**Written request**
Each line from the one containing "Pick out each instance of the illuminated road" through the end of the listing below must be copied exactly; pictures are excluded.
------ Data provided
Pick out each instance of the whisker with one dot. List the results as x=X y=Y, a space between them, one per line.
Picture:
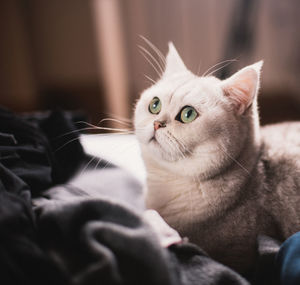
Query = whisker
x=102 y=128
x=65 y=144
x=150 y=79
x=114 y=120
x=214 y=71
x=87 y=165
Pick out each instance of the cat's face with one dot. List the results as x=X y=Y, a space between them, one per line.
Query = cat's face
x=195 y=124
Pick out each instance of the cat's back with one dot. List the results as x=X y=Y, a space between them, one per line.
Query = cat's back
x=280 y=167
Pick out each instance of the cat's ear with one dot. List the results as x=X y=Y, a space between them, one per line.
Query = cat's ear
x=242 y=87
x=174 y=63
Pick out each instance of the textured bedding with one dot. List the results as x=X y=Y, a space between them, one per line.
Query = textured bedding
x=62 y=225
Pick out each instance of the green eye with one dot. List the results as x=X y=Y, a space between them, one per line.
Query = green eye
x=188 y=114
x=155 y=106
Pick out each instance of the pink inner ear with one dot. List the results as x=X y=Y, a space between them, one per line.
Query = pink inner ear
x=241 y=89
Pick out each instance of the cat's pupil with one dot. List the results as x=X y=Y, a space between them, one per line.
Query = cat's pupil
x=188 y=114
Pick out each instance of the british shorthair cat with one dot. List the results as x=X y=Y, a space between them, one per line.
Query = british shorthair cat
x=212 y=173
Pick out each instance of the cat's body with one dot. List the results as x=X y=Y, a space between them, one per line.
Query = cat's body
x=221 y=181
x=225 y=216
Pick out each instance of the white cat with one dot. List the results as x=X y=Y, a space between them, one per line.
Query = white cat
x=212 y=173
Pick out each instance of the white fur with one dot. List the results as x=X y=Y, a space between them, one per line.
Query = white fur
x=184 y=155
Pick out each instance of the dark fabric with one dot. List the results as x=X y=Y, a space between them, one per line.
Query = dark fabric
x=288 y=261
x=29 y=165
x=87 y=230
x=266 y=272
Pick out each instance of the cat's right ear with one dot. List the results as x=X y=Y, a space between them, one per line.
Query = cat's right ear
x=174 y=63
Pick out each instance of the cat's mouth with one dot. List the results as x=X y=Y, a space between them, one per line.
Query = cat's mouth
x=153 y=139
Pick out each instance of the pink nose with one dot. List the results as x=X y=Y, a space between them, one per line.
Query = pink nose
x=158 y=124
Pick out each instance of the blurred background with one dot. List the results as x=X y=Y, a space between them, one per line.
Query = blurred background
x=84 y=54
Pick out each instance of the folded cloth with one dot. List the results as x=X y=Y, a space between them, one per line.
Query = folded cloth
x=87 y=230
x=288 y=261
x=29 y=164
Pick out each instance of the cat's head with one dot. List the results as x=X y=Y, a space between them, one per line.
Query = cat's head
x=197 y=125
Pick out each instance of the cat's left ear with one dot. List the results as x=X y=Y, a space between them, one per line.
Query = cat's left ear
x=242 y=87
x=174 y=63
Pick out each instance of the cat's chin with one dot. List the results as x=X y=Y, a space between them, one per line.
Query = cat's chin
x=160 y=153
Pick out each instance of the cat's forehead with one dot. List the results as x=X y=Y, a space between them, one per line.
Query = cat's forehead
x=184 y=90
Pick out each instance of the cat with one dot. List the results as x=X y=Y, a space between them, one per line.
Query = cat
x=212 y=173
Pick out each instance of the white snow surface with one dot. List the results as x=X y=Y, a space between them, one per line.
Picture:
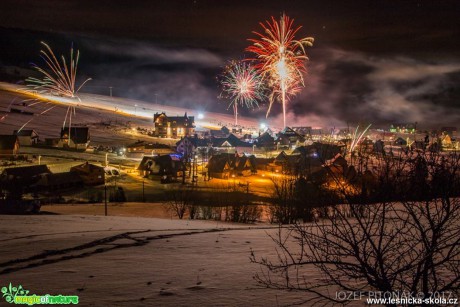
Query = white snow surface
x=133 y=261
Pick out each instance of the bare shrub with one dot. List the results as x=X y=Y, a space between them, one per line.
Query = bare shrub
x=394 y=238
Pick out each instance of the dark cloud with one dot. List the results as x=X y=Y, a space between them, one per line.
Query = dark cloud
x=373 y=61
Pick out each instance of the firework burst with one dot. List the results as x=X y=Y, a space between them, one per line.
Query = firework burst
x=242 y=85
x=58 y=78
x=357 y=138
x=280 y=59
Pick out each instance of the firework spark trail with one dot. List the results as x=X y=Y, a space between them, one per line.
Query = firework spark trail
x=280 y=59
x=242 y=85
x=357 y=138
x=59 y=78
x=49 y=109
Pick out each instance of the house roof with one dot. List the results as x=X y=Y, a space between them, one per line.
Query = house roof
x=176 y=121
x=87 y=167
x=157 y=146
x=196 y=142
x=165 y=161
x=8 y=142
x=218 y=163
x=136 y=144
x=24 y=132
x=27 y=171
x=79 y=135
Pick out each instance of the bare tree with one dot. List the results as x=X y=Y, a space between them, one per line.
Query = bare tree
x=412 y=245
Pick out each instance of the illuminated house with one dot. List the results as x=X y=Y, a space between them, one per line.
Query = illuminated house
x=26 y=137
x=76 y=138
x=9 y=146
x=403 y=127
x=173 y=126
x=141 y=148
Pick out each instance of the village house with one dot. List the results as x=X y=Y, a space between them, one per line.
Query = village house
x=26 y=137
x=403 y=128
x=450 y=131
x=265 y=140
x=165 y=165
x=289 y=138
x=75 y=138
x=9 y=146
x=190 y=145
x=90 y=174
x=173 y=126
x=231 y=144
x=141 y=148
x=225 y=165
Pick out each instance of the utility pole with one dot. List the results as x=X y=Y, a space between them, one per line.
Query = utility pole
x=105 y=198
x=143 y=191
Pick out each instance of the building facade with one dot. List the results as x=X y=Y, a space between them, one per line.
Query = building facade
x=173 y=126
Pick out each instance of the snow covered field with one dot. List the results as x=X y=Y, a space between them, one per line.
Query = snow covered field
x=132 y=261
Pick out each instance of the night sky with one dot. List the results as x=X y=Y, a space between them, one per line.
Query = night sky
x=373 y=61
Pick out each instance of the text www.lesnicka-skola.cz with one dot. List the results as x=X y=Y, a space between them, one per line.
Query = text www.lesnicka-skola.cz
x=398 y=298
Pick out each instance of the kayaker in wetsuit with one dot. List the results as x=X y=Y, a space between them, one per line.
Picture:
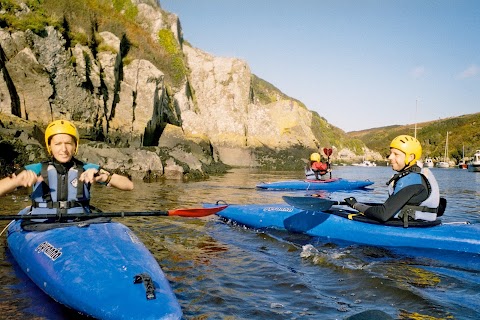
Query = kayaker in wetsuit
x=317 y=168
x=63 y=183
x=413 y=191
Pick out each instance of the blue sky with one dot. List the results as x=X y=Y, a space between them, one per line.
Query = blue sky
x=359 y=63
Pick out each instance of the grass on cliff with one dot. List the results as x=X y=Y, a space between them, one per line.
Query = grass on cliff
x=81 y=21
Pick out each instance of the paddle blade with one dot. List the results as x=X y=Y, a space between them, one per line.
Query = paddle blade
x=309 y=203
x=196 y=212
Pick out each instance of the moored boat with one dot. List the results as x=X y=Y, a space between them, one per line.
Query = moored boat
x=333 y=224
x=95 y=267
x=462 y=164
x=428 y=163
x=474 y=164
x=444 y=163
x=328 y=184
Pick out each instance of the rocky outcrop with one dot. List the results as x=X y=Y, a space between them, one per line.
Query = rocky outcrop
x=127 y=103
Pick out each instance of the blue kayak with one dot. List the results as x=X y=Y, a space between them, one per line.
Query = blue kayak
x=329 y=184
x=333 y=224
x=99 y=269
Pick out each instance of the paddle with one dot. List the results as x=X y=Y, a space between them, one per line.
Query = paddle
x=192 y=213
x=312 y=203
x=328 y=153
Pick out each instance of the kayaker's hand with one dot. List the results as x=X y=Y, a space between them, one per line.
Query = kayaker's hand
x=25 y=178
x=351 y=201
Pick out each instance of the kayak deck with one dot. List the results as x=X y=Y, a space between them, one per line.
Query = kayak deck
x=332 y=224
x=102 y=270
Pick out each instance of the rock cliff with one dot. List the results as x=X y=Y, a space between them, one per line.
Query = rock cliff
x=129 y=101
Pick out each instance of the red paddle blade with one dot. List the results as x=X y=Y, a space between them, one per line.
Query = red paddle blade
x=195 y=212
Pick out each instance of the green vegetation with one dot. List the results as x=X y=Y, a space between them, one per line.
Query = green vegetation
x=32 y=18
x=265 y=92
x=176 y=65
x=82 y=21
x=463 y=132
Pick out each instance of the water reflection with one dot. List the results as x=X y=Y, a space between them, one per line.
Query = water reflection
x=224 y=271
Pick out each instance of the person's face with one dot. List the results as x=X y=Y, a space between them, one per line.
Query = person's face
x=397 y=159
x=63 y=147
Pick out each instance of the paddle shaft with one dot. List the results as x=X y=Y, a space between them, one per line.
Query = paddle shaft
x=195 y=212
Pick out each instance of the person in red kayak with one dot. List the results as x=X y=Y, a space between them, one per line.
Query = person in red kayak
x=317 y=168
x=63 y=182
x=413 y=190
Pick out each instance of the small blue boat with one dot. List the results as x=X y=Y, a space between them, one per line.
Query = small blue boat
x=333 y=224
x=328 y=184
x=100 y=269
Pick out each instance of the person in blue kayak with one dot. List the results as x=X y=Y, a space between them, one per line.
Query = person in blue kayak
x=413 y=191
x=317 y=168
x=62 y=184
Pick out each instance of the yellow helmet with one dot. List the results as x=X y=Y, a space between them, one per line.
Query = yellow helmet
x=61 y=126
x=408 y=145
x=315 y=157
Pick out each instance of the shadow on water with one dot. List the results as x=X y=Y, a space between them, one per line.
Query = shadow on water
x=221 y=270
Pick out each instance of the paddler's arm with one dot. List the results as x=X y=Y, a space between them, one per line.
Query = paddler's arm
x=22 y=178
x=386 y=211
x=95 y=174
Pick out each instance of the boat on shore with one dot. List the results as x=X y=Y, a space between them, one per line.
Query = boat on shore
x=312 y=184
x=474 y=164
x=334 y=225
x=96 y=267
x=462 y=164
x=428 y=163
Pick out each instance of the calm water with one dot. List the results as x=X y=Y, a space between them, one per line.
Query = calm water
x=221 y=271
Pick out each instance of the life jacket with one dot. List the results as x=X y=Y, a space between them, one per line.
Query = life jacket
x=429 y=208
x=61 y=193
x=316 y=168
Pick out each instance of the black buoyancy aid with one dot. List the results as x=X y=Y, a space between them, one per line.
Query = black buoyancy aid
x=428 y=210
x=61 y=190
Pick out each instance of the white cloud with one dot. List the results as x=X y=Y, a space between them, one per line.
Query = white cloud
x=470 y=72
x=418 y=72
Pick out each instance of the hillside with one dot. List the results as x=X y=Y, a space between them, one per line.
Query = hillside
x=463 y=132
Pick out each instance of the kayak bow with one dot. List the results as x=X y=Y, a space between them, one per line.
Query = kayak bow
x=332 y=224
x=329 y=184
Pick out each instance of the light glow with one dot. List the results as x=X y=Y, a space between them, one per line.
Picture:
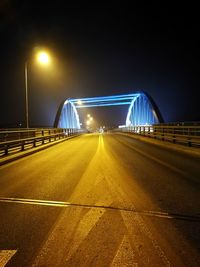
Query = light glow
x=43 y=58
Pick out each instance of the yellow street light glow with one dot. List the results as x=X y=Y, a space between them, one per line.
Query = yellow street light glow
x=79 y=102
x=43 y=57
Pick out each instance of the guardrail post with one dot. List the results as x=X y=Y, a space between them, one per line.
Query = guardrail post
x=6 y=150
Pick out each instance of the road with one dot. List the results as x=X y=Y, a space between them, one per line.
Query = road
x=101 y=200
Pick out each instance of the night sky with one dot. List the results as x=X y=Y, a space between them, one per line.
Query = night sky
x=99 y=48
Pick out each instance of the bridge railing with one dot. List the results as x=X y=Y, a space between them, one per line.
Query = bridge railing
x=15 y=140
x=189 y=135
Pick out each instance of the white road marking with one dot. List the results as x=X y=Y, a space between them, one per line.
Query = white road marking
x=34 y=201
x=125 y=255
x=5 y=256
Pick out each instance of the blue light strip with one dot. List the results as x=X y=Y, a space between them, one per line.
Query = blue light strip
x=103 y=105
x=104 y=100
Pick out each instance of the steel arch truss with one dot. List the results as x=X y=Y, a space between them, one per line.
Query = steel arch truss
x=142 y=110
x=69 y=117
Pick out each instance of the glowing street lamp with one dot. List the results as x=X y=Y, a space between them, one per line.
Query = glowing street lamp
x=42 y=58
x=88 y=122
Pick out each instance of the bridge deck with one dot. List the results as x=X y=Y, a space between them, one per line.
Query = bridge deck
x=101 y=200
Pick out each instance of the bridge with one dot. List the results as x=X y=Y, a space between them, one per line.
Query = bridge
x=128 y=197
x=142 y=110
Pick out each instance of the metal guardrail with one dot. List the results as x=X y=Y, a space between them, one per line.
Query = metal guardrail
x=189 y=135
x=14 y=140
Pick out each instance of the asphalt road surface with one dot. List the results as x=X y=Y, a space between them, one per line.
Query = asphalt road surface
x=101 y=200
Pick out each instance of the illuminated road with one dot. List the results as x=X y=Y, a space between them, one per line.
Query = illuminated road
x=100 y=200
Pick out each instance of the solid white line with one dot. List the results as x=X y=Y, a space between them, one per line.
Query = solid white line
x=34 y=201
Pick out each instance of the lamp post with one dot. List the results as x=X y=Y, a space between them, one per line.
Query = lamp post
x=42 y=58
x=26 y=92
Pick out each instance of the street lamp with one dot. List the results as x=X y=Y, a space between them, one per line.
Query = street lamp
x=44 y=59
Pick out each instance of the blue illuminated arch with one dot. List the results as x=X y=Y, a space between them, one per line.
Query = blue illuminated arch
x=142 y=109
x=69 y=117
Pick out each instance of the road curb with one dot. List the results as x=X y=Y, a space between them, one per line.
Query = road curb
x=191 y=151
x=19 y=155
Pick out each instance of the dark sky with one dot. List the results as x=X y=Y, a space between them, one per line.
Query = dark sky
x=99 y=48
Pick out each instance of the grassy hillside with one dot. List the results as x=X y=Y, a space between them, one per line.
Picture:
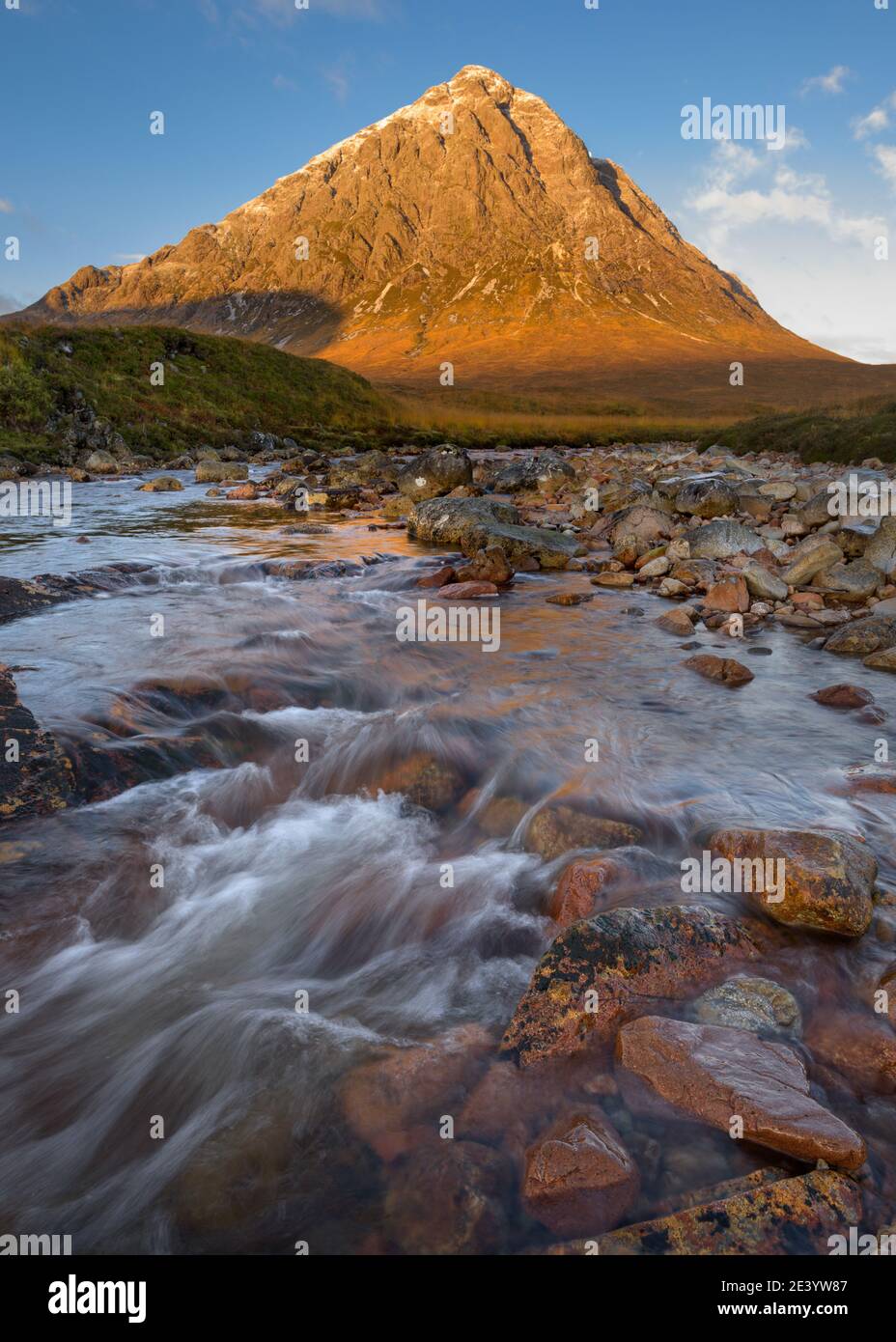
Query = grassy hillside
x=214 y=388
x=837 y=435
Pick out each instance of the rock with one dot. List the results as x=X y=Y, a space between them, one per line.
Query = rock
x=785 y=1217
x=467 y=591
x=881 y=550
x=827 y=878
x=810 y=557
x=729 y=595
x=476 y=523
x=216 y=472
x=864 y=636
x=498 y=818
x=748 y=1003
x=396 y=1101
x=778 y=490
x=161 y=485
x=579 y=888
x=41 y=780
x=817 y=510
x=434 y=472
x=679 y=622
x=709 y=495
x=713 y=1076
x=722 y=540
x=551 y=472
x=843 y=697
x=861 y=1047
x=884 y=660
x=854 y=581
x=423 y=778
x=613 y=580
x=579 y=1180
x=489 y=565
x=724 y=670
x=632 y=960
x=569 y=599
x=558 y=829
x=441 y=577
x=644 y=525
x=102 y=463
x=764 y=584
x=450 y=1201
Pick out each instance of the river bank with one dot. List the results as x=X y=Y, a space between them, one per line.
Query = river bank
------------
**Response for this exercise**
Pick out each instance of the illuminated road with one dot. List the results as x=X y=Y, a space between them, one per line.
Query = illuminated road
x=100 y=200
Pick out each instance of the solid white line with one dot. List the results as x=X y=Y, a space between them, one per line.
Query = solid white line
x=34 y=201
Pick out each instance of the lamp post with one dot. List the results as x=X y=Y, a space between them, one per line.
Query = lamp post
x=42 y=58
x=26 y=92
Pick out each instance of the street lamp with one dot. List the results as x=X y=Y, a space between them, one per line.
Query = street lamp
x=44 y=59
Pick out each instance of the blue illuminated arch with one dot. List the results as x=X y=Y, a space between them, one per line.
Query = blue illuminated arch
x=142 y=109
x=69 y=117
Pick out each instance of the road curb with one dot. List the results as x=X y=Y, a space between them, one per line.
Query = road curb
x=191 y=151
x=19 y=155
Pick out each instance of the dark sky with one dot. List the results as x=X y=Y, a space between them, one per line.
Query = dark sky
x=99 y=48
Pick out each instance of the grassy hillside with one dot. List the results as x=X y=Y, a space between them, one per line.
Picture:
Query = grassy hillside
x=214 y=388
x=837 y=435
Pick out each instance of the rock with one dot. List the results as x=X y=Y, a space between them, one per line.
Query = rock
x=785 y=1217
x=467 y=591
x=881 y=550
x=827 y=878
x=810 y=557
x=729 y=595
x=476 y=523
x=216 y=472
x=864 y=636
x=498 y=818
x=748 y=1003
x=396 y=1101
x=778 y=490
x=161 y=485
x=579 y=888
x=41 y=780
x=817 y=510
x=434 y=472
x=679 y=622
x=709 y=495
x=713 y=1076
x=722 y=540
x=551 y=472
x=843 y=697
x=861 y=1047
x=884 y=660
x=854 y=581
x=423 y=778
x=613 y=580
x=579 y=1180
x=489 y=565
x=724 y=670
x=632 y=960
x=569 y=599
x=558 y=829
x=441 y=577
x=644 y=525
x=102 y=463
x=764 y=584
x=450 y=1201
Pick out each instance of the river bank with one dot. List the results as x=X y=Y, a space between them, one per line.
Query = river bank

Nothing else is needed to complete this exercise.